== Data listing
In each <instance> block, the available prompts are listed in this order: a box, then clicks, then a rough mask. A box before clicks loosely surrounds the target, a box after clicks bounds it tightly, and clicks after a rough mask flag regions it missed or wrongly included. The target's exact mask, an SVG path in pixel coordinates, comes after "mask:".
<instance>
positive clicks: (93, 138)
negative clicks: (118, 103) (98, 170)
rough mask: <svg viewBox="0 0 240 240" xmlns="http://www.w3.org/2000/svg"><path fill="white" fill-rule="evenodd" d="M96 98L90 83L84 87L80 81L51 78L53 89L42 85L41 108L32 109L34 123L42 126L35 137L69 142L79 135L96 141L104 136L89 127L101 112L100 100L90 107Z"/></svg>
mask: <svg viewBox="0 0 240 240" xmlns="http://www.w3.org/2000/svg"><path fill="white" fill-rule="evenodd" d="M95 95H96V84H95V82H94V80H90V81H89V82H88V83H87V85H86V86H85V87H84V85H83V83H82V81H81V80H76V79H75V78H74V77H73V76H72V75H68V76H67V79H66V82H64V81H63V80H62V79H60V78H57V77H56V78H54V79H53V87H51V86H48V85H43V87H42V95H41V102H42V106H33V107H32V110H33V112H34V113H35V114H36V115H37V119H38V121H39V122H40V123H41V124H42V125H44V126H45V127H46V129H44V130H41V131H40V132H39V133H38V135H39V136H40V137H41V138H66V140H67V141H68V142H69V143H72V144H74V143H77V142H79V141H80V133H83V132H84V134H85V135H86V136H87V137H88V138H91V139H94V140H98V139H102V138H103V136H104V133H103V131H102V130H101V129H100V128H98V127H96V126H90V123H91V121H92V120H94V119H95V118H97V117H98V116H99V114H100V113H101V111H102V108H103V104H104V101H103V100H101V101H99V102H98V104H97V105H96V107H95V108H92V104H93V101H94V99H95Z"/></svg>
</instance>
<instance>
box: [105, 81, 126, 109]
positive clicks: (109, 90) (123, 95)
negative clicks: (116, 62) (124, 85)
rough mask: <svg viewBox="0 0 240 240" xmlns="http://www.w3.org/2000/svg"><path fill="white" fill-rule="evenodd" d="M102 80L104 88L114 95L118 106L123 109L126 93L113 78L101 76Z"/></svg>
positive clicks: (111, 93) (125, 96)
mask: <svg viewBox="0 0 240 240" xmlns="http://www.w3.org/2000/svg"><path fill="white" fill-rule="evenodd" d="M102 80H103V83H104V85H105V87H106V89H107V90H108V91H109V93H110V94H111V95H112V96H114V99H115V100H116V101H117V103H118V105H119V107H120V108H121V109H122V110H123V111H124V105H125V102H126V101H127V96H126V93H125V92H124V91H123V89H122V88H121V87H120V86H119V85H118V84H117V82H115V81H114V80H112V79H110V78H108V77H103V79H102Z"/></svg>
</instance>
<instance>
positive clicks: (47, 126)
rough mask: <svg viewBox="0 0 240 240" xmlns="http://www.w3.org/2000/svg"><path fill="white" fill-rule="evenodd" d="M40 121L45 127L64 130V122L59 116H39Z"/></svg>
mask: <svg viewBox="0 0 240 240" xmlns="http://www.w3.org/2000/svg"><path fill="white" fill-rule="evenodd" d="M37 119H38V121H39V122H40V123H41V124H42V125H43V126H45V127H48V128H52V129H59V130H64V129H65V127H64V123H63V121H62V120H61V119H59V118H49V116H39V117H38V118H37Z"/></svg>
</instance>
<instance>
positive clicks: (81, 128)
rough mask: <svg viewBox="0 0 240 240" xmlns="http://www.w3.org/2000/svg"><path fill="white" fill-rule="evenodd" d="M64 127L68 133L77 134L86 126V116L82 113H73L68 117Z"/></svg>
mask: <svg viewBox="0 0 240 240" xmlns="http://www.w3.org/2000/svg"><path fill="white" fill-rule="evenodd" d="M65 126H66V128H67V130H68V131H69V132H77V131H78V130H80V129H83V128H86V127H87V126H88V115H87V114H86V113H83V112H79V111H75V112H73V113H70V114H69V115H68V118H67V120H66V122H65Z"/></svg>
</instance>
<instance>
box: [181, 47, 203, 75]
====
What to work on:
Please write out every record shown above exactly as it reads.

Exercise answer:
In each <instance> block, the available prompts are listed in this order: a box, then clicks, then a rough mask. A box before clicks loosely surrounds the target, a box after clicks bounds it tightly, and clicks after a rough mask flag regions it missed or wrongly included. The target's exact mask, an SVG path in pixel coordinates, comes after "mask:".
<instance>
positive clicks: (93, 138)
negative clicks: (118, 103) (98, 170)
rough mask: <svg viewBox="0 0 240 240" xmlns="http://www.w3.org/2000/svg"><path fill="white" fill-rule="evenodd" d="M96 98L90 83L84 87L80 81L51 78L53 89L42 85L41 108L32 109L34 123L42 126L35 137L69 142L79 135L96 141L104 136L89 127L101 112L100 100L90 107Z"/></svg>
mask: <svg viewBox="0 0 240 240" xmlns="http://www.w3.org/2000/svg"><path fill="white" fill-rule="evenodd" d="M95 95H96V84H95V82H94V80H90V81H89V82H88V83H87V85H86V86H85V87H84V85H83V83H82V81H81V80H76V79H75V78H74V77H73V76H72V75H68V76H67V79H66V82H64V81H63V80H62V79H60V78H57V77H56V78H54V79H53V87H51V86H48V85H43V87H42V95H41V102H42V106H33V107H32V110H33V112H34V113H35V114H36V115H37V119H38V121H39V122H40V123H41V124H42V125H44V126H45V127H46V129H44V130H41V131H40V132H39V133H38V135H39V136H40V137H41V138H66V140H67V141H68V142H69V143H72V144H74V143H77V142H79V141H80V133H83V132H84V134H85V135H86V136H87V137H88V138H91V139H94V140H98V139H102V138H103V136H104V133H103V131H102V130H101V129H100V128H98V127H96V126H90V123H91V121H92V120H94V119H95V118H97V117H98V116H99V114H100V113H101V111H102V108H103V104H104V101H103V100H101V101H99V102H98V104H97V105H96V107H95V108H92V104H93V101H94V99H95Z"/></svg>
</instance>
<instance>
box: [105, 81, 126, 109]
positive clicks: (109, 90) (123, 95)
negative clicks: (116, 62) (124, 85)
rough mask: <svg viewBox="0 0 240 240" xmlns="http://www.w3.org/2000/svg"><path fill="white" fill-rule="evenodd" d="M102 80L104 88L114 95L118 106L123 109L126 93L113 78L101 76Z"/></svg>
positive clicks: (111, 93) (125, 96)
mask: <svg viewBox="0 0 240 240" xmlns="http://www.w3.org/2000/svg"><path fill="white" fill-rule="evenodd" d="M102 80H103V83H104V85H105V87H106V89H107V90H108V91H109V93H110V94H111V95H112V96H114V99H115V100H116V101H117V103H118V105H119V107H120V108H121V109H122V110H123V111H124V105H125V102H126V101H127V96H126V93H125V92H124V91H123V89H122V88H121V87H120V86H119V85H118V84H117V82H115V81H114V80H112V79H110V78H108V77H103V79H102Z"/></svg>
</instance>
<instance>
positive clicks: (47, 126)
rough mask: <svg viewBox="0 0 240 240" xmlns="http://www.w3.org/2000/svg"><path fill="white" fill-rule="evenodd" d="M40 121L45 127L64 130V122L59 116H39Z"/></svg>
mask: <svg viewBox="0 0 240 240" xmlns="http://www.w3.org/2000/svg"><path fill="white" fill-rule="evenodd" d="M37 119H38V121H39V122H40V123H41V124H42V125H43V126H45V127H48V128H52V129H59V130H64V129H65V127H64V123H63V121H62V120H61V119H59V118H49V116H39V117H38V118H37Z"/></svg>
</instance>
<instance>
positive clicks: (81, 128)
rough mask: <svg viewBox="0 0 240 240" xmlns="http://www.w3.org/2000/svg"><path fill="white" fill-rule="evenodd" d="M64 127L68 133L77 134L86 126V116L82 113H73L68 117Z"/></svg>
mask: <svg viewBox="0 0 240 240" xmlns="http://www.w3.org/2000/svg"><path fill="white" fill-rule="evenodd" d="M65 126H66V128H67V130H68V131H69V132H77V131H78V130H80V129H83V128H86V127H87V126H88V115H87V114H86V113H83V112H79V111H75V112H73V113H70V114H69V115H68V118H67V120H66V122H65Z"/></svg>
</instance>
<instance>
box: [181, 47, 203, 75]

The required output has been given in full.